◆ **WORK INSTRUCTIONS**:
Copy the following data line for line, changing nothing.
-- Begin --
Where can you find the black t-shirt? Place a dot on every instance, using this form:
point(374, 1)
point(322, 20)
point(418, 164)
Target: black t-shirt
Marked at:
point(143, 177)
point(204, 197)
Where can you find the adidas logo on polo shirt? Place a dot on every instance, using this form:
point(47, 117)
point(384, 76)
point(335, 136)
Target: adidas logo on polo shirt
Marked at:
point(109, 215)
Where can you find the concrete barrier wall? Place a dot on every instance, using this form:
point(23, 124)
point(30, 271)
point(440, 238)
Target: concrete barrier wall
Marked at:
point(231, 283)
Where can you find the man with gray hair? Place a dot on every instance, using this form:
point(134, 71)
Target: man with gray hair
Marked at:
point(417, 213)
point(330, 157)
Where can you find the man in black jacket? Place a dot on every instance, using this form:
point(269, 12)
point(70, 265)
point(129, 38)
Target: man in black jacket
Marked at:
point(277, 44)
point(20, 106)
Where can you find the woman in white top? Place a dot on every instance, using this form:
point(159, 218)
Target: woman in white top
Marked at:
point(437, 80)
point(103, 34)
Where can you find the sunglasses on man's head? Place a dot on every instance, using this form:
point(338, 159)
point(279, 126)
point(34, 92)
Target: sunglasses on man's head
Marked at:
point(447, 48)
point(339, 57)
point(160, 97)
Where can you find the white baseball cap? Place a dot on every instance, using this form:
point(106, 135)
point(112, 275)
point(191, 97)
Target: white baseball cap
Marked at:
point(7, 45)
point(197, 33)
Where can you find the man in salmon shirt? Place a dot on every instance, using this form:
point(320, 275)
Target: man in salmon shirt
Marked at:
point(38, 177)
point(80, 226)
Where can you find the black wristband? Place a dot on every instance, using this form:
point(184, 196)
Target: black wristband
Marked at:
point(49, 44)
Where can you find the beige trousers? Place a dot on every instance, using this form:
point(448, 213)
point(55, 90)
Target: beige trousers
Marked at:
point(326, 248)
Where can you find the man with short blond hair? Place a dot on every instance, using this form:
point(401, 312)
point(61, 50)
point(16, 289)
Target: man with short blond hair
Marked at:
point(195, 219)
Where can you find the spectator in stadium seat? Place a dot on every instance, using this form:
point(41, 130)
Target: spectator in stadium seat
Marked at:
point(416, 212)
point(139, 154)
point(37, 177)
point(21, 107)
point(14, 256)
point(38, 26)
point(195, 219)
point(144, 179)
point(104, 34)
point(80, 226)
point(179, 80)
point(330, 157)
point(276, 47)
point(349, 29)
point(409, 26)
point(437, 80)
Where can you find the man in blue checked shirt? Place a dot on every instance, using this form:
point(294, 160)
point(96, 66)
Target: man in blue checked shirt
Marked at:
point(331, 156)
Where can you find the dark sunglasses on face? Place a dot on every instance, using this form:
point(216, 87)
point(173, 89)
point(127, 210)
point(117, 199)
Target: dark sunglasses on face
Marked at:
-- End --
◆ **EXERCISE SOLUTION**:
Where can you find the black t-shirt? Place a dot on every instance, using this form:
point(374, 1)
point(322, 20)
point(418, 164)
Target: black t-shirt
Marked at:
point(143, 177)
point(204, 197)
Where can you find the adidas logo on polo shirt? Place a dot on every instance, using this form:
point(47, 117)
point(384, 76)
point(335, 136)
Target: adidas logo on polo shirt
Marked at:
point(109, 215)
Where can you find the concrete barrier wall? Place a dot on every instance, using this form:
point(23, 124)
point(30, 271)
point(440, 238)
Target: concrete barrier wall
Marked at:
point(231, 283)
Where can you find the man with gray hair? Place a dot on every instance, using this form:
point(134, 71)
Target: man with gray hair
Marked at:
point(417, 213)
point(330, 157)
Where can you find the man in black jacket? Place a dot on every instance, using this form:
point(269, 12)
point(70, 265)
point(129, 38)
Target: man in black jacket
Marked at:
point(277, 44)
point(20, 106)
Where can you find the woman in white top? Place a dot on every instance, using this form:
point(159, 218)
Target: woman in white top
Marked at:
point(437, 80)
point(103, 34)
Where can you find the sunglasses on man's head? Place a dot on every instance, using this form:
point(338, 159)
point(279, 126)
point(34, 92)
Target: sunglasses on man's head
Marked at:
point(447, 48)
point(339, 57)
point(160, 97)
Where can you find the white baseball cap? Place a dot on every instance, using this form:
point(106, 135)
point(112, 275)
point(191, 97)
Target: white baseball cap
Marked at:
point(7, 45)
point(197, 33)
Where can you find the man in salmon shirt? Place a dot on every instance, using this form:
point(320, 275)
Target: man in salmon shirt
Marked at:
point(38, 177)
point(80, 226)
Where can you find the black wristband? Place a dot on every instance, using this form:
point(184, 196)
Target: black wristband
Marked at:
point(49, 44)
Where can you find the beige trousers? Place a dot on every instance, using this form:
point(448, 213)
point(55, 90)
Target: beige trousers
Marked at:
point(326, 248)
Where can you find the man with short blond hair? Place a dot on every instance, using this form:
point(401, 312)
point(61, 50)
point(16, 289)
Target: man with short blond hair
Marked at:
point(195, 219)
Where can you find the spectator in stadium seat? Place a dot on every instance, using this form:
point(41, 130)
Target: spectator in stadium seat
Marked at:
point(416, 212)
point(139, 154)
point(37, 177)
point(21, 107)
point(14, 256)
point(38, 26)
point(195, 219)
point(144, 179)
point(104, 34)
point(80, 226)
point(179, 80)
point(330, 157)
point(276, 47)
point(349, 29)
point(409, 26)
point(437, 80)
Where can you find the man in blue checked shirt? Place a dot on every instance, using this form:
point(294, 160)
point(96, 66)
Target: man in blue checked shirt
Marked at:
point(331, 156)
Where can you find the dark sunglasses on face? Place a dot on every instance, using this form:
point(216, 87)
point(173, 89)
point(127, 210)
point(117, 199)
Target: dark sunglasses on face
Marked at:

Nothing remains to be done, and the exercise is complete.